[OBJECTIVE]
In the piece below about the mugs men gave Luca Gőbölyös, why does the one surviving mug remain unbroken? Answer in one to three sentences.

[EXTRACTED TEXT]
Every Mug Has Its Lot

Every Mug Has Its Lot

Cups, like quotations marks, come in pairs. The gentleman of our time buys two cups to his sweetheart. As a matter of fact , almost every one of the men wishing to have a serious relationship with Luca Gőbölyös brought mugs, glasses, and cups in pairs to the household. Then after a while, one of the pair of the mugs broke – what a coincidence! – it was always used by the man and always following the termination of the relationship. It is enticing to interpret the mugs and their stories simbolically, to examine the way Luca’s loves want to occupy her life. Show me your mug and I’ll tell you who you are. Some are a little timid in expressing their purpose and primly hide the mug waiting for Luca to find it. Others buy six right away, in fact to replace the one they broke and that had been presented to Luca by a previous man. There is a cup received from Benő, her deceased companion, which has not broken, just disappeared, and must be around somewhere. We might even comment he fenomenon with some psychoanalytic analyses. The mug-givers wish to be accepted. With the breaking of the mug, the person in question simbolically leaves the house, his trace erased. The mugs’ lot is the history of their entrance into possession, and they are destinied to break. The mug-man meets his faith. The raise and fall of mugs. O, how fragile mugs are!

Mugs break „accidentally”. However, we know since Freud that mistakes and accidents help discover the depths of the subconscious. It is Luca herself, or friends, or cleaning ladies that fulfil the destiny of mug-men on its behalf. The sole survivor is the one that was saved from the treat of the subconscious by the intervention of conscience, that is, preparation for the exhibition.

Some people have a desire for new conquests, almost like a collectors mania. Luca on the contrary, has become a (mug-)collector against her own will. She belongs to the unique species of collectors who are not attached to their objects, it is the object that seeks her out, she doesn’t keep them for eternity, and if two make up one, it is only half of a fraction of the objects that stay with her. What’s more, her mugs become truly visible for her only when she can but remember them, the mugs themselves disappeare only their histories, their destinies remain.

[COLLECTED DATA]
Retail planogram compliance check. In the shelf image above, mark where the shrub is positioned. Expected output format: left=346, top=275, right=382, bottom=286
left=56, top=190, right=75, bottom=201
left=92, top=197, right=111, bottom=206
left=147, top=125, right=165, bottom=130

[RESPONSE TO THE TASK]
It survived because conscience intervened and saved it from the threat of the subconscious. That intervention was the preparation for the exhibition.